WHAT THIS TASK INVOLVES> The entries that follow should be written out exactly.
# start of DATA SECTION
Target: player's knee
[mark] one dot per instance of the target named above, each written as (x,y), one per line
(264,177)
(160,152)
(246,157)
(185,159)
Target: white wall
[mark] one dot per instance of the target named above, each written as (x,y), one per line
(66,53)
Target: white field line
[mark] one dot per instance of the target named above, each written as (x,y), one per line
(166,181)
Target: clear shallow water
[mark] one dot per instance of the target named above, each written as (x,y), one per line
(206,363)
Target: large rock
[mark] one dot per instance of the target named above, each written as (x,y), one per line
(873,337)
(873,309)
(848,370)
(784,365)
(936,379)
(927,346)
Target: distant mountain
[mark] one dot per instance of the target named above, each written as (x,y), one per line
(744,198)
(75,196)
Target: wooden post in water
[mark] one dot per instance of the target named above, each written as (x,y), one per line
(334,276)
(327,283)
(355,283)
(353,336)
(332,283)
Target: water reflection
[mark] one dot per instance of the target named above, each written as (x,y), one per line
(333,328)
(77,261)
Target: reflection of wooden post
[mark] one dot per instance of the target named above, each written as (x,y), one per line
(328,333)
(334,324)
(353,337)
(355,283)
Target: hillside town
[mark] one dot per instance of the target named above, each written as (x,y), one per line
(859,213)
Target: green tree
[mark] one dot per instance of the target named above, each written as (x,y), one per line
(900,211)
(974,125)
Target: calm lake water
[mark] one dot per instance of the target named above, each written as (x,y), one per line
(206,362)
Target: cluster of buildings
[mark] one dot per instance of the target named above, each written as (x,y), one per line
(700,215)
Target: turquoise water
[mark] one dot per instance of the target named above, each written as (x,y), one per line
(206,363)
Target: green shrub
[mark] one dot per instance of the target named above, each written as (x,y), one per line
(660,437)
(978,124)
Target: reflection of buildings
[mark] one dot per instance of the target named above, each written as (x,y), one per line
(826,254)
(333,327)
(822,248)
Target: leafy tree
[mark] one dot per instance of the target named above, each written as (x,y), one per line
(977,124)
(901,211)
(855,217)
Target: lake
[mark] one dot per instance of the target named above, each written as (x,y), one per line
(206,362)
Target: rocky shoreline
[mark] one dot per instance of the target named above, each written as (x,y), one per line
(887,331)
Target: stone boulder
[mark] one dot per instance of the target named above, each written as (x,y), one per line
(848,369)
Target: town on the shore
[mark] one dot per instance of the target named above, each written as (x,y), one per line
# end of DATA SECTION
EXPECTED OUTPUT>
Target: player's knee
[mark] one dot per instance of the target named above, each written as (x,y), one per line
(264,177)
(160,152)
(246,157)
(185,159)
Target: white wall
[mark] one dot per instance of the target named above, each written as (x,y), one per line
(66,53)
Target: white field line
[mark] one dot per instance of the target named above, each written as (x,y), one per line
(166,181)
Target: clear shallow water
[mark] one dot per instance of the target named above, each written as (x,y), one per line
(206,363)
Target: large rock
[mark] one dot per instance of the target named above, each written as (x,y), one per line
(873,337)
(873,309)
(848,370)
(784,365)
(936,379)
(927,346)
Target: distant mountain
[mark] one dot per instance of the target named above, each written as (x,y), one per line
(744,198)
(75,196)
Target: wooden post in water
[mark] one dot per instance of the target named above, each written as (x,y), one per line
(334,276)
(327,283)
(355,283)
(353,336)
(332,283)
Target: water reflection
[mark] one dot per instance of the target named above, each written as (x,y), one per line
(333,328)
(77,261)
Target: reflection of wooden post
[mark] one dot per instance of the target named above, each written as (x,y), one per line
(328,333)
(334,324)
(353,337)
(355,283)
Target: hillside town
[mark] one dot per instance of the target named above, each written as (x,y), one per line
(859,213)
Target: green tree
[mark] one dot per instance of the target named above, each written as (x,y), one per line
(900,211)
(974,125)
Target: calm lake water
[mark] one dot per instance of the target named above, each written as (x,y), one per line
(206,362)
Target: cluster of buildings
[mark] one dot per instance of the target named above, each written as (x,y), one per line
(700,215)
Target: turquoise water
[mark] one dot per instance of the target named above, each written as (x,y), one per line
(206,363)
Target: green shrub
[mark] one dot per instance of the target named above, each written as (x,y), one per line
(660,437)
(978,124)
Target: reflection of buildings
[mark] one dot per instance of the target named above, each written as (x,y), one per line
(826,254)
(333,327)
(822,248)
Target: leafy tree
[mark] one dot per instance of the target named above, each written as (x,y), one per line
(977,124)
(901,211)
(855,217)
Target: lake
[mark] one dot per instance of the target named above, each written as (x,y), one per line
(206,362)
Target: rocky shoreline
[mark] one dot per instance of the target named above, each written as (x,y), one per line
(887,331)
Target: stone boulder
[mark] one dot per instance of the target named above, each written as (x,y), one per line
(848,369)
Target: town on the shore
[mark] one dot per instance of the target named above, each written as (x,y), one per line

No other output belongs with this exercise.